-- WORK INSTRUCTIONS --
Rewrite all of the entries below in full, requests included, shifting each answer point by adding 13 to both its x and y coordinates. Leave the sample points that illustrate the format unchanged.

Excerpts from point annotation data
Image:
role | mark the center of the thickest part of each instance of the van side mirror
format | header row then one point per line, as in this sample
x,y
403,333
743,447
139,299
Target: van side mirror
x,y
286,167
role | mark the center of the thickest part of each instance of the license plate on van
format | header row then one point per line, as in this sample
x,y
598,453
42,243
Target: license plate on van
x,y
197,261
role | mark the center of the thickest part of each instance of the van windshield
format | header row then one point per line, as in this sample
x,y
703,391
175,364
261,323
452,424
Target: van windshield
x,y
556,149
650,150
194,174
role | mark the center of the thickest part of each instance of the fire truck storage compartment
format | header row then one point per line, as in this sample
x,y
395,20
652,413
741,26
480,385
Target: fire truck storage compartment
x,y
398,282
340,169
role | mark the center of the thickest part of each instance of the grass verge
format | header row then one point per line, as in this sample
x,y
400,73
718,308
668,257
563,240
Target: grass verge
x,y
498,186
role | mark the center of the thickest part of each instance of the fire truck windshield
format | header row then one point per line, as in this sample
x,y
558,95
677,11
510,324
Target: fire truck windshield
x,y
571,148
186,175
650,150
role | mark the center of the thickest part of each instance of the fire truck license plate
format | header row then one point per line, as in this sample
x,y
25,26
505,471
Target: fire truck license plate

-- EXERCISE SOLUTION --
Image:
role | mark the center of the thickest part of each instance of the van side mirror
format | header row then one point per line, as in this sample
x,y
403,333
743,447
139,299
Target: van side mirror
x,y
299,180
role | mark the center of the thickest part of each instance of the license plate on van
format | header row then one point per line, as in this sample
x,y
598,453
42,243
Target: license plate on van
x,y
210,274
role | mark the center of the thickest part of each instance of the van windshield
format | header row then one point per line, as in this sample
x,y
703,391
175,364
261,323
452,424
Target: van windshield
x,y
569,162
663,163
207,187
role | mark the center of the thickest part of each instance of the fire truck storage compartment
format | header row then one point per line, as in this sample
x,y
395,20
652,413
741,26
480,385
Target: fire truck storage compartment
x,y
411,295
353,182
role | mark the center of the thickest part of each instance of the grass verge
format | header row then one point per line, as in this sample
x,y
400,73
718,308
668,257
563,240
Target: grass verge
x,y
511,199
role | mark the center of the thickest part of each instance of the fire truck windshield
format | header row then one point per line, as in this sample
x,y
558,95
677,11
510,324
Target: fire truck windshield
x,y
584,161
199,188
663,163
role | mark the center of the thickest part of each instance of the fire truck license plate
format | header row then one point per line, as in this sample
x,y
25,26
505,471
Target: fire truck license plate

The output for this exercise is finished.